- _WORK INSTRUCTIONS_
Strip the pictures and reproduce the rest of the listing exactly.

▶

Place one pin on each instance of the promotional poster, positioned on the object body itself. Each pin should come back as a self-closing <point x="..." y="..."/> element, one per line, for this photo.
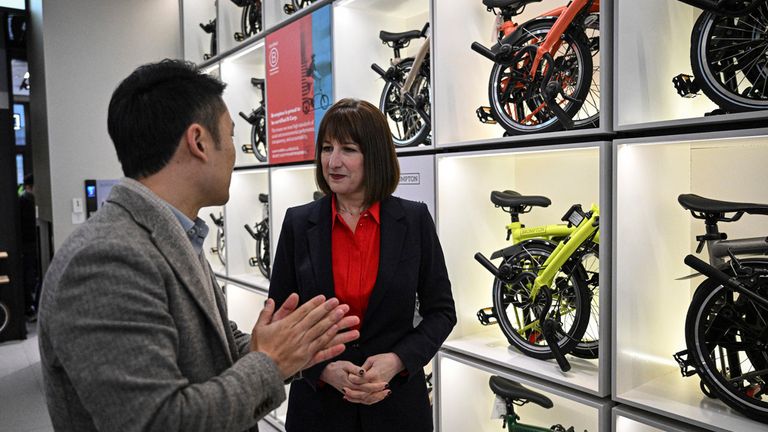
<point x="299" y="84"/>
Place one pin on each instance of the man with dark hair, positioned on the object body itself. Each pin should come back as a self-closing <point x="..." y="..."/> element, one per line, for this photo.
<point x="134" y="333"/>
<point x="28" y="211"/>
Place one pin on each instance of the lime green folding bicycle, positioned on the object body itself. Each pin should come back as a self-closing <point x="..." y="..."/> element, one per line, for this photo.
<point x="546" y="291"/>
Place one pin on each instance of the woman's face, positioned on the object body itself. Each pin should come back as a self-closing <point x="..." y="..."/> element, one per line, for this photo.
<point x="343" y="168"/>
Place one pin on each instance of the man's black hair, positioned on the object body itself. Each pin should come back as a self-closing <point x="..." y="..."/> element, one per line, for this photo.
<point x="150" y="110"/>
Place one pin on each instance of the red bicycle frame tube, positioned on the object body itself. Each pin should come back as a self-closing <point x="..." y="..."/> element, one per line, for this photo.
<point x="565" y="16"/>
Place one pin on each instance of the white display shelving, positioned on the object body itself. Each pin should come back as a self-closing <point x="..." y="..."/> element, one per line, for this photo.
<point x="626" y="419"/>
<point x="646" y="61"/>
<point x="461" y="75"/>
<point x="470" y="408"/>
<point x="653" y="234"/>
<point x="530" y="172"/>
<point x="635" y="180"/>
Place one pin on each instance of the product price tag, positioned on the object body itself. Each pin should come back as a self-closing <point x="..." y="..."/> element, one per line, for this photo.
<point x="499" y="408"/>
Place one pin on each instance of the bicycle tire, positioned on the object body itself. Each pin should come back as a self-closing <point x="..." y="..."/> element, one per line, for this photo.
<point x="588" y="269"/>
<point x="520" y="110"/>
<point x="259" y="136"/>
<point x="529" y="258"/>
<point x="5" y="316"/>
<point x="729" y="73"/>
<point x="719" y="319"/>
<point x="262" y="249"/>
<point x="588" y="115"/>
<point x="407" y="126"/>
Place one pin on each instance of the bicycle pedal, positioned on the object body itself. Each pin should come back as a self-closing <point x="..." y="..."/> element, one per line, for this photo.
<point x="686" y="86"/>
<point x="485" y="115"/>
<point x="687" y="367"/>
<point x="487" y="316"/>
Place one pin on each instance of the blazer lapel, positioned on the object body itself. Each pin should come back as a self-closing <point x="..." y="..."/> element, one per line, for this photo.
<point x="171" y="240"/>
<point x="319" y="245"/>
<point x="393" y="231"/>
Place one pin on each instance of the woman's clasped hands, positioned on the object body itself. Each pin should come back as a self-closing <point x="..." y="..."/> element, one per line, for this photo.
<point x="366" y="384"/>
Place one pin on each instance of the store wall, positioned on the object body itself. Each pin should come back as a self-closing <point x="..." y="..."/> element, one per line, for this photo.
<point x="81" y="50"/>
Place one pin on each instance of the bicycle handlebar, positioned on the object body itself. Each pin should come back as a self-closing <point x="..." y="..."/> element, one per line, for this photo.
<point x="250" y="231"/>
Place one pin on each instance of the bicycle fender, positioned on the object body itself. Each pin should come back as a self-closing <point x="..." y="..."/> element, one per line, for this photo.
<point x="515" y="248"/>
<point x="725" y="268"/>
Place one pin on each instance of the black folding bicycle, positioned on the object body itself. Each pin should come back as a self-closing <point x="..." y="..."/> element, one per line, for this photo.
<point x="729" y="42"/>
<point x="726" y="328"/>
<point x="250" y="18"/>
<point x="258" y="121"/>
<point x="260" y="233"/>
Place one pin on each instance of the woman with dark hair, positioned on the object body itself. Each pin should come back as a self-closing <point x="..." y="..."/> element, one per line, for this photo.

◀

- _ANSWER SPACE_
Place one pin on each instance of the promotional poster, positioned on the object body itself. Each pin should come back as a self-closing <point x="..." y="..."/> element, one per line, for this photo.
<point x="299" y="84"/>
Place one pin on each instance of the man with dark hair, positioned on the object body itself. Each pin should come back as a self-closing <point x="..." y="..."/> element, one per line, for this photo.
<point x="134" y="333"/>
<point x="28" y="211"/>
Place one pin on each instance of the lime green folding bicycle, positioned on the object body itself. Each pin should come back as a self-closing <point x="..." y="..."/> element, one per line, for this photo.
<point x="546" y="291"/>
Place one pin on each instance of the woman's face, positioned on the object body itself. Each pin should come back as a self-closing <point x="..." y="..."/> element, one per line, for this photo.
<point x="343" y="168"/>
Place one pin on each instance of the man's black hair, positioned on the object body itself. Each pin should come back as a self-closing <point x="..." y="..."/> element, one per line, for this photo.
<point x="150" y="110"/>
Place one pin on each instance of the red bicycle frame tube, positioned on the object body itself. Each pin should come back as a self-closing <point x="..." y="..."/> element, one per line, for this photo.
<point x="565" y="16"/>
Place one pin on each instance of the white display shelving, positioned on the object body itself. Each pin should come back as a self-closing <point x="..." y="..."/> element, one per line, for this photo.
<point x="626" y="419"/>
<point x="646" y="61"/>
<point x="461" y="75"/>
<point x="470" y="408"/>
<point x="653" y="234"/>
<point x="530" y="172"/>
<point x="635" y="180"/>
Place one pin on each instance of the product price tag, positioned on the object body itself. Each pin should come back as a self-closing <point x="..." y="..."/> element, one per line, for this photo.
<point x="499" y="408"/>
Place one pin on each instance of the bicycle tire, positioned on the object body itself. Each pin should come back as a self-closing <point x="..." y="..."/> element, one per line, for this photo.
<point x="588" y="269"/>
<point x="520" y="110"/>
<point x="259" y="136"/>
<point x="529" y="258"/>
<point x="5" y="316"/>
<point x="729" y="73"/>
<point x="719" y="319"/>
<point x="262" y="249"/>
<point x="588" y="115"/>
<point x="407" y="126"/>
Place one pin on each instance of the bicycle pedal, positioned on the object body itself. Each pin should come back as a self-closing <point x="..." y="..."/> element, one per line, for this photo.
<point x="686" y="86"/>
<point x="485" y="115"/>
<point x="687" y="367"/>
<point x="487" y="316"/>
Place one pin on each instance of the blazer lapel, positioned on the object body itself. Each pin should come back as a self-closing <point x="..." y="..."/> element, one per line, for this photo.
<point x="171" y="240"/>
<point x="319" y="245"/>
<point x="393" y="231"/>
Place one pin on each instance of the woman's clasped hands, positioned on the object body itself. Each pin should come back as a self-closing <point x="..." y="..."/> element, one per line, for this photo.
<point x="366" y="384"/>
Place one pin on each instance of the store wall, positioned on the object body itself. Each pin should come back as a self-closing <point x="..." y="..."/> element, one per line, for this photo.
<point x="81" y="50"/>
Place one pin on each instance of the bicycle handlebar, positioned on the object body itself. Each pin should come back as a self-closing <point x="..." y="..."/> element, one per line, for this photo.
<point x="250" y="231"/>
Place one pin on each instance of the bicycle fender, positioned on the object body itself. Each pin should come back as a self-closing <point x="..." y="..."/> element, one per line, for this photo.
<point x="515" y="248"/>
<point x="725" y="268"/>
Place one pin on each instance of the black folding bicycle, positioned on the object body itself. Each pin should come back as a self-closing <point x="..." y="..."/> element, one per line, for this photo.
<point x="729" y="42"/>
<point x="726" y="328"/>
<point x="250" y="18"/>
<point x="258" y="121"/>
<point x="260" y="233"/>
Place one pin on each instance of the woman with dark hair, positioned on the object body itself. Each pin should come back as a self-closing <point x="..." y="..."/> element, one per line, for this photo.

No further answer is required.